*Given exercise*.
Rewrite the stretch of entries from the line containing "Every instance of the hillside" through the end of the entries, request lines included. Scale every answer point coordinate by 2.6 and round to whole numbers with halves going up, leaving the request lines and their sample points unchanged.

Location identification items
"""

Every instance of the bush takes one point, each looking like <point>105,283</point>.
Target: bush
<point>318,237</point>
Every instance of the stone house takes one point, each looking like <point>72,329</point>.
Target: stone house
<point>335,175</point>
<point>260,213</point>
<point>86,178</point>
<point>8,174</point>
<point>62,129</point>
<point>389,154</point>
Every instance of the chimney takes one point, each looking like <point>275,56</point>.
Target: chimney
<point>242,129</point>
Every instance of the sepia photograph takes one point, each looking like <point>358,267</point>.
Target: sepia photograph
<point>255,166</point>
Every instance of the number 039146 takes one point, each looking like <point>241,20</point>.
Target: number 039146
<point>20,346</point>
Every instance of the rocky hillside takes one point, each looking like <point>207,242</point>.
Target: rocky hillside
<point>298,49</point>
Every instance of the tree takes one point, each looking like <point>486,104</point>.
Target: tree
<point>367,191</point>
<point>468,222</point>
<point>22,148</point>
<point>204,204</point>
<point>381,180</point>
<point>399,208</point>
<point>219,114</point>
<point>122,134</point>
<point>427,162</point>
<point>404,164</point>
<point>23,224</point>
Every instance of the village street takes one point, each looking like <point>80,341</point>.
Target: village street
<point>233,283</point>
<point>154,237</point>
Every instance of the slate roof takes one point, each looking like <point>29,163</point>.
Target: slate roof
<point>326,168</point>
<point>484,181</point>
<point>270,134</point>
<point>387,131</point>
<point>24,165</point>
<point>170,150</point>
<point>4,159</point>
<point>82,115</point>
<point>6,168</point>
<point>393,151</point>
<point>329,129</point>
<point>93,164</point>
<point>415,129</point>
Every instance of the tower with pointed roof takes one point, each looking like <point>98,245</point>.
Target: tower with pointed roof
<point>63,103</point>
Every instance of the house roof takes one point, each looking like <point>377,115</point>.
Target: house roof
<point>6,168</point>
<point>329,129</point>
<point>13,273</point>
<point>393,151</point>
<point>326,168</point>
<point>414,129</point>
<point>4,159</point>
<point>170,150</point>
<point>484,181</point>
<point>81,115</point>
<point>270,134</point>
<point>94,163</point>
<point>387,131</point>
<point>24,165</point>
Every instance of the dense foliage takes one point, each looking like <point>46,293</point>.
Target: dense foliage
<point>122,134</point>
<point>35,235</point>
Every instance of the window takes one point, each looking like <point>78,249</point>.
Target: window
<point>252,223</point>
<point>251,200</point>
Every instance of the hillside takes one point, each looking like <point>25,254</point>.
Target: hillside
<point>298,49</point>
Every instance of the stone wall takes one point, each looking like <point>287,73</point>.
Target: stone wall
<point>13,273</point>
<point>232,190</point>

"""

*Result*.
Every instance of the hillside takes one point, each looking like <point>25,254</point>.
Target: hillside
<point>775,127</point>
Every instance of the stone wall takes one point, each looking like <point>287,73</point>.
Target: stone wall
<point>34,710</point>
<point>603,494</point>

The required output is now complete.